-------- Source extract

On or off the runway, fashion can conjure up psychoanalytical questions that are spoken or subliminal. And this fall, The Museum at the Fashion Institute of Technology will stage the first exhibition to dive into the cultural history of fashion and psychoanalysis.
Drawing from five years of research, “Dress, Dreams, and Desire: Fashion and Psychoanalysis” delves into psychoanalytic concepts about the body, sexuality and the unconscious, by highlighting nearly 100 looks from the 19th century to the present. Th exhibition will be on view from Sept. 10 to Jan. 4.
Fashion fans will find a wide swath of designer creations from Azzedine Alaia, Gabrielle “Coco” Chanel, Willy Chavarria, Bella Freud, John Galliano for Christian Dior, Jean Paul Gaultier, Rei Kawakubo of Comme des Garçons, Alexander McQueen, Thierry Mugler, Rick Owens, Olivier Rousteing for Balmain, Sonia Rykiel, Elsa Schiaparelli, Jeremy Scott for Moschino, Jun Takahashi of Undercover, Gianni and Donatella Versace, Viktor & Rolf, Grace Wales Bonner, Vivienne Westwood and Yohji Yamamoto.
Overseeing the orchestration is the MFIT’s director and chief curator Valerie Steele, who was nicknamed “the Freud of Fashion” by fashion critic Suzy Menkes. The unprecedented show is meant to reflect the museum’s commitment to original inquiry and creative thinking about the cultural significance of dress. Needless to say, there will be a lot to unpack. Those who want to dive deeper will have to wait until November for the release of Steele’s companion book about the exhibition.
Steele said, “Fashion is a primary lens through which we see ourselves — and how others see us. Far from being superficial, fashion can be regarded as a ‘deep surface’ that communicates our unconscious desires and anxieties, with none of us fully aware of the messages we send. The Museum at FIT is dedicated to advancing knowledge of fashion, and psychoanalysis provides important clues about the power and allure of fashion, as well as the ambivalence and hostility that fashion also attracts.”

----------------
-------- Listed entries

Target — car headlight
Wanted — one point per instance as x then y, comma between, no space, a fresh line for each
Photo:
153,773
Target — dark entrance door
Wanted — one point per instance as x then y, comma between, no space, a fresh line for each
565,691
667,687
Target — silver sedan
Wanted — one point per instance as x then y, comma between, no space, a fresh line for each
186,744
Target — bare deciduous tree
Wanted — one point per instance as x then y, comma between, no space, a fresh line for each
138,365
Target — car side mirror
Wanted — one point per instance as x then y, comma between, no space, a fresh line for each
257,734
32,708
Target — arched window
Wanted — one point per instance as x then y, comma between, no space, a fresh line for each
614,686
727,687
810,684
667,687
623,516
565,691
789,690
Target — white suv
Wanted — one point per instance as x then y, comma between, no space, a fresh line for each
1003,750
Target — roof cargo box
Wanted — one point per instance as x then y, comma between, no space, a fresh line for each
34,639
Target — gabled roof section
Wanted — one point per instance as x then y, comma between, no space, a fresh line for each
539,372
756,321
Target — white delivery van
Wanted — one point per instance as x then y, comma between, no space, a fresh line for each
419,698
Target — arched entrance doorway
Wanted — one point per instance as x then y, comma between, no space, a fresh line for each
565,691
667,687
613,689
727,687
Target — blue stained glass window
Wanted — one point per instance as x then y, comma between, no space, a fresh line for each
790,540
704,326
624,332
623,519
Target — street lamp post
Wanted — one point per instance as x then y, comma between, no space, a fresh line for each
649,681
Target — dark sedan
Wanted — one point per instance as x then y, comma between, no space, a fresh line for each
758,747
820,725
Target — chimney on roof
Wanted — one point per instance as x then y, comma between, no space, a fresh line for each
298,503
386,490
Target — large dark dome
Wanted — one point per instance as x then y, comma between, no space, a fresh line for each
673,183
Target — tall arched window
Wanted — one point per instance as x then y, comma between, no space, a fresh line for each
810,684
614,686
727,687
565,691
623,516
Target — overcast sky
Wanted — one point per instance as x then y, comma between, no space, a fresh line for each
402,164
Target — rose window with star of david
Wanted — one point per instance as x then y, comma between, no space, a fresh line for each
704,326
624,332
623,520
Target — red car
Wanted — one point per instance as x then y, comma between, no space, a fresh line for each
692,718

----------------

### Exercise instructions
Duplicate everything from "On or off the" down to "fashion and psychoanalysis." in the article above on the fashion and psychoanalysis exhibition.

### Answer below
On or off the runway, fashion can conjure up psychoanalytical questions that are spoken or subliminal. And this fall, The Museum at the Fashion Institute of Technology will stage the first exhibition to dive into the cultural history of fashion and psychoanalysis.